SUPPLIED RECORDS below:
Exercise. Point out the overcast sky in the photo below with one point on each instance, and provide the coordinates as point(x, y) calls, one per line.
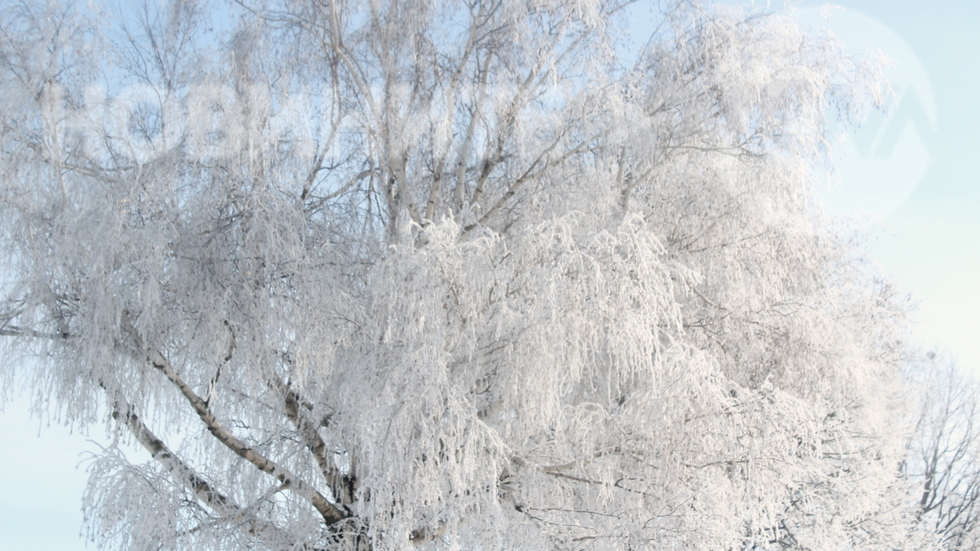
point(915, 173)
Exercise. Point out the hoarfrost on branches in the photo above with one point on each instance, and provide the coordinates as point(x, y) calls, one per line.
point(447, 274)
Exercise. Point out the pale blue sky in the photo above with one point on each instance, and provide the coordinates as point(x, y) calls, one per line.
point(928, 237)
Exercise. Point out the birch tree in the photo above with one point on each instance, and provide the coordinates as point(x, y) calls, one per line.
point(447, 274)
point(944, 452)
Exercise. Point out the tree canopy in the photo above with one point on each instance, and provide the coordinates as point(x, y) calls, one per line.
point(448, 274)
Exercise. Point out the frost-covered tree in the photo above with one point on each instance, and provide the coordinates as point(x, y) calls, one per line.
point(944, 458)
point(450, 274)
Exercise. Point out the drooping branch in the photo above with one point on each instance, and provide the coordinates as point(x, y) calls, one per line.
point(330, 513)
point(218, 502)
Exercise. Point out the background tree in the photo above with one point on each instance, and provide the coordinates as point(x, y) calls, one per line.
point(944, 452)
point(452, 274)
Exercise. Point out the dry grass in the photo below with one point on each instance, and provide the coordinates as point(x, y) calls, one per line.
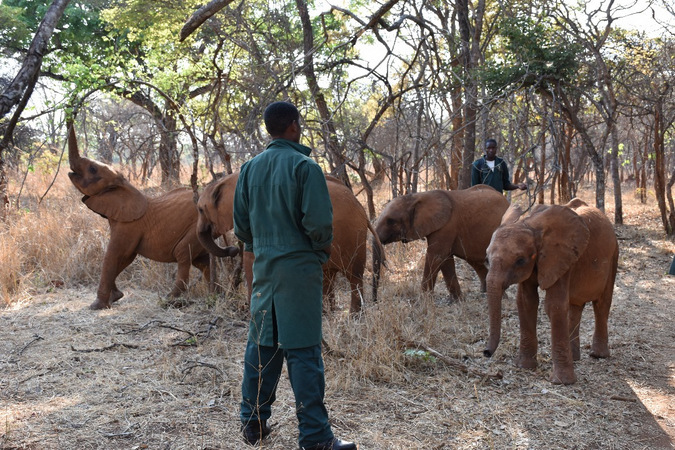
point(145, 375)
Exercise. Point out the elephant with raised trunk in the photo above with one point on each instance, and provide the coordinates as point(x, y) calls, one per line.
point(454, 223)
point(569, 251)
point(350, 229)
point(161, 229)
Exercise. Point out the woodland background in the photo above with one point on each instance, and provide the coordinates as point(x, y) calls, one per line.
point(397, 92)
point(396, 97)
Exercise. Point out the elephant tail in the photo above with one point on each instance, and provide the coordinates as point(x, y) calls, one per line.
point(379, 259)
point(206, 239)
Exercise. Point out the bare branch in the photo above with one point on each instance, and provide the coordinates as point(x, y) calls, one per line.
point(201, 15)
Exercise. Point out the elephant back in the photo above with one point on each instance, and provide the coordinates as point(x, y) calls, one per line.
point(350, 225)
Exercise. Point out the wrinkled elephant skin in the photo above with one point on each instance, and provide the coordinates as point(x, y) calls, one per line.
point(350, 229)
point(161, 229)
point(570, 252)
point(454, 223)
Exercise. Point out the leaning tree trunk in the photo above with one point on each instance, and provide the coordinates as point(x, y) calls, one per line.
point(327, 125)
point(659, 169)
point(618, 204)
point(21, 87)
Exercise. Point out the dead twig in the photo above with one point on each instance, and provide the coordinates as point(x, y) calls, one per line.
point(456, 364)
point(201, 364)
point(35, 339)
point(143, 327)
point(623, 399)
point(110, 347)
point(195, 338)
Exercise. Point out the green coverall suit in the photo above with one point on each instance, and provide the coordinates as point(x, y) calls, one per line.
point(283, 214)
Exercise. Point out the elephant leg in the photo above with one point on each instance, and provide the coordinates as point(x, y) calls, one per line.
point(600, 346)
point(115, 294)
point(481, 271)
point(356, 287)
point(527, 300)
point(202, 263)
point(329, 288)
point(447, 268)
point(432, 265)
point(574, 323)
point(182, 278)
point(113, 265)
point(557, 308)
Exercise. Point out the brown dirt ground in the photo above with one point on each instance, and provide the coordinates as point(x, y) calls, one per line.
point(143, 375)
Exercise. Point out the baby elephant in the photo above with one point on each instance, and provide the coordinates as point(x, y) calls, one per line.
point(162, 229)
point(454, 223)
point(569, 251)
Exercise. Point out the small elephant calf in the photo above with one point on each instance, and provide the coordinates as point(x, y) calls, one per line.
point(572, 253)
point(162, 229)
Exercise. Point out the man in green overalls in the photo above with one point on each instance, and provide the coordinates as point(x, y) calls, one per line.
point(283, 214)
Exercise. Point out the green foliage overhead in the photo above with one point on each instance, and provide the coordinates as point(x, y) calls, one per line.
point(533, 54)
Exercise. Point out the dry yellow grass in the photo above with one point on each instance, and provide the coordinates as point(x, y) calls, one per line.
point(148, 375)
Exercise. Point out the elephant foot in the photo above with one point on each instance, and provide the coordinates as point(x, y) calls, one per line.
point(599, 352)
point(526, 362)
point(232, 251)
point(576, 353)
point(99, 304)
point(115, 295)
point(176, 292)
point(563, 377)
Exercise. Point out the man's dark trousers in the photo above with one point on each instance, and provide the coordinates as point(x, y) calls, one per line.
point(262, 369)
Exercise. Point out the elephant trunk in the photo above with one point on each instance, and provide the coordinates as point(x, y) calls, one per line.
point(494, 296)
point(73, 151)
point(377, 266)
point(206, 239)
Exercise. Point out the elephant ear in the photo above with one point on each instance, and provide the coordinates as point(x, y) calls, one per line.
point(576, 203)
point(511, 215)
point(430, 212)
point(120, 201)
point(562, 239)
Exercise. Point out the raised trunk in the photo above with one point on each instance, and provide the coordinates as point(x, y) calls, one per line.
point(377, 266)
point(73, 152)
point(494, 295)
point(206, 239)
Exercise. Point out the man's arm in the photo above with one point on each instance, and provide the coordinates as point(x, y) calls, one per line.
point(475, 174)
point(240, 216)
point(508, 186)
point(317, 209)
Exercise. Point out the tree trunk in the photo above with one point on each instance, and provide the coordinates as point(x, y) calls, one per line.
point(618, 206)
point(659, 169)
point(21, 87)
point(470, 38)
point(327, 125)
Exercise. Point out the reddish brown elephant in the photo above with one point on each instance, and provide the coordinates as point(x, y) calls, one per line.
point(454, 223)
point(162, 229)
point(350, 229)
point(569, 251)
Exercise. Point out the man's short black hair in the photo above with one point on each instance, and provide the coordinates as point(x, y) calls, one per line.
point(278, 116)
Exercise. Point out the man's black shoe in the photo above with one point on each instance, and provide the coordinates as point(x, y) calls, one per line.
point(255, 432)
point(333, 444)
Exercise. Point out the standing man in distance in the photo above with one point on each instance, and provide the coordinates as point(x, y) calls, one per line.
point(283, 214)
point(492, 170)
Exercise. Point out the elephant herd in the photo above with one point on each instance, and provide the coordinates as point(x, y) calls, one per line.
point(570, 251)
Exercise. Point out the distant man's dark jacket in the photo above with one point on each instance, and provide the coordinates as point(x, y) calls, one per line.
point(497, 178)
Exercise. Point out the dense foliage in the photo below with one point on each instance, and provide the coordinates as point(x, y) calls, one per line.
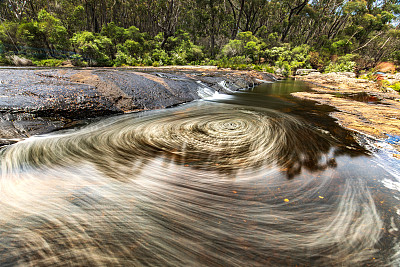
point(283, 35)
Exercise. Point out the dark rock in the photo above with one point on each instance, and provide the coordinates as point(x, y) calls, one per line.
point(36, 101)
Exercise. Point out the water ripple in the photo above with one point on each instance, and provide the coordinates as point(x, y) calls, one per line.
point(199, 185)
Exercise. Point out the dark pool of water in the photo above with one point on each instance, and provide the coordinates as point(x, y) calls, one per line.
point(255, 178)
End of SUPPLIED RECORDS.
__ACTION ITEM__:
Output the material above exactly as written and drop any images it holds.

__ANSWER FOR THIS EXERCISE__:
Exercise. Point out the overcast sky in the photo below with one point on each instance, and provide the coordinates as point(x, y) calls, one per line.
point(915, 173)
Exercise. Point out the hoarfrost on branches in the photo above with one point on each instance, and provide the coordinates as point(x, y) calls, one per line.
point(447, 274)
Exercise. Point out the pale blue sky in the photo above with one point on each instance, and provide the coordinates as point(x, y) calls, one per line.
point(928, 237)
Exercise. Point out the birch tree in the photo above with one point on each instance, and provide the coordinates as point(x, y) calls, one per line.
point(447, 274)
point(944, 452)
Exercise. Point out the tree canopy in the photo above with one point on each instance, and provide the coordinates as point(x, y) calls, one per line.
point(448, 274)
Exercise. Point out the frost-covered tree in the photo above with one point on each instance, and provide the coordinates as point(x, y) calls, one per line.
point(944, 458)
point(450, 274)
Exercise. Point out the drooping branch in the photo above with one point on each instance, and provide the coordinates as point(x, y) calls, one per line.
point(330, 513)
point(218, 502)
Exercise. Point out the background tree in the photo above with one point on each instance, and provide the coordinates as point(x, y) calls, one per line.
point(944, 452)
point(452, 274)
Exercise. Point out the dry grass in the photo below with one point on each instance, and provide the coordinates as point(x, y) calls, one per line.
point(145, 375)
Exercise. Point out the elephant with raised trunk in the photo above with one point on each instance, and provide the coordinates as point(x, y) calls, one per line.
point(454, 223)
point(569, 251)
point(350, 229)
point(161, 229)
Exercise. Point out the woodland background in the photo above with one point on each instance, and provide the coordinates as point(x, y) calls, one per line.
point(397, 92)
point(396, 97)
Exercise. Point out the elephant tail in the photo above with one point on each instance, and provide the coordinates as point(x, y) calls, one per line.
point(379, 259)
point(206, 239)
Exercise. Point out the bare branch in the photo above with one point on each instance, and provide the coordinates as point(x, y) calls, one per line.
point(201, 15)
Exercise. Point out the elephant back in the photo above with one point on each instance, and provide the coordinates as point(x, y) calls, one per line.
point(350, 225)
Exercise. Point out the wrinkled elephant skin in the photo above with one point on each instance, and provide the coordinates as point(x, y) calls, one per line.
point(350, 229)
point(161, 229)
point(570, 252)
point(454, 223)
Exercise. Point out the leaning tree trunk in the photo above with one point on each instance, and provide the coordinates as point(x, y) calls, one per line.
point(327, 125)
point(659, 169)
point(618, 204)
point(21, 87)
Exercise. Point out the dead twig in the photo above with one point on each instance, and provide the coordinates as point(x, y) calls, one per line.
point(456, 364)
point(201, 364)
point(35, 339)
point(143, 327)
point(623, 399)
point(110, 347)
point(195, 338)
Exercise. Point out the green coverall suit in the photo above with one point on each instance, and provide the coordinates as point(x, y) calls, one per line.
point(283, 214)
Exercise. Point out the elephant leg in the photo above with one point on each instance, and provide the coordinates as point(x, y) calls, one per line.
point(600, 346)
point(115, 294)
point(481, 271)
point(356, 287)
point(527, 300)
point(202, 263)
point(329, 288)
point(447, 268)
point(432, 265)
point(574, 323)
point(182, 278)
point(113, 265)
point(557, 308)
Exercise. Point out the brown dirt ground in the photo above with one point on each instance, and provide the coordinates as point(x, y) calls, one per line.
point(143, 375)
Exercise. Point out the baby elephant in the photo above with one point on each instance, and provide the coordinates as point(x, y) calls, one per line.
point(162, 229)
point(454, 223)
point(569, 251)
Exercise. Point out the small elephant calf in the photo above with one point on each instance, and provide the coordinates as point(x, y) calls, one per line.
point(572, 253)
point(162, 229)
Exercise. Point out the man in green overalls in the photo above with one point on each instance, and provide the coordinates as point(x, y) calls, one per line.
point(283, 214)
Exercise. Point out the green foliage overhead in the photo above with one point on each instance, and provide the coordinates as point(x, y) calls, one per line.
point(533, 54)
Exercise. Point out the dry yellow grass in the photo above with one point on each instance, and provide the coordinates as point(x, y) calls, one per line.
point(148, 375)
Exercise. Point out the elephant foot in the photo above with one point on each instance, and provide the coordinates as point(x, y) calls, one per line.
point(599, 352)
point(526, 362)
point(232, 251)
point(576, 353)
point(99, 304)
point(115, 295)
point(176, 292)
point(563, 377)
Exercise. Point out the man's dark trousers in the photo above with one point on each instance, and provide the coordinates as point(x, y) calls, one per line.
point(262, 369)
Exercise. Point out the elephant trunk in the photo above with one point on each instance, and provide the coordinates as point(x, y) calls, one per line.
point(494, 296)
point(73, 151)
point(377, 266)
point(206, 239)
Exercise. Point out the elephant ear in the photo above with one point on each instance, and provide the coordinates as point(x, y) calls, one per line.
point(576, 203)
point(511, 215)
point(430, 212)
point(120, 201)
point(562, 239)
Exercise. Point out the raised trunk in the photo above with one point on each instance, and provide the coordinates as point(x, y) calls, one per line.
point(377, 266)
point(73, 152)
point(494, 295)
point(206, 239)
Exercise. Point out the man's arm in the photo above with one point on each instance, and provide the coordinates as point(x, y) calls, one per line.
point(475, 174)
point(240, 216)
point(508, 186)
point(317, 209)
Exercise. Point out the tree trunk in the photo above with one point on each instance, and provide the coordinates as point(x, y) calls, one per line.
point(618, 206)
point(659, 169)
point(21, 87)
point(470, 38)
point(327, 125)
Exercise. Point out the reddish brown elephant in the photo above with one point on each instance, and provide the coordinates as point(x, y) calls, one per line.
point(454, 223)
point(162, 229)
point(350, 229)
point(569, 251)
Exercise. Point out the man's short black hair in the photo above with one point on each instance, and provide the coordinates as point(x, y) calls, one per line.
point(278, 116)
Exercise. Point out the man's black shoe in the photo above with one point on each instance, and provide the coordinates as point(x, y) calls, one per line.
point(255, 432)
point(333, 444)
Exercise. Point out the standing man in distance in the photo above with one point on each instance, and provide the coordinates as point(x, y) calls, one per line.
point(283, 214)
point(492, 170)
Exercise. Point out the elephant herd in the photo above with one point on each instance, and provide the coordinates as point(x, y) calls, one per line.
point(570, 251)
Exercise. Point out the distant man's dark jacket in the photo above with one point on each instance, and provide the coordinates as point(x, y) calls, one per line.
point(497, 178)
Exercise. Point out the dense foliage in the photo below with one point on each instance, and provide the coordinates as point(x, y) calls, one per line.
point(283, 35)
Exercise. Point out the dark rock in the photo above with one point on each instance, and provide the coordinates as point(x, y) calls, one per line.
point(36, 101)
Exercise. Point out the water ripple in the photo above with one point on each instance, and provide the coordinates as point(x, y) calls, one per line.
point(199, 185)
Exercise. Point out the dark pool of water in the photo above with one point on each instance, and provide the coordinates as point(x, y) calls, one per line.
point(255, 178)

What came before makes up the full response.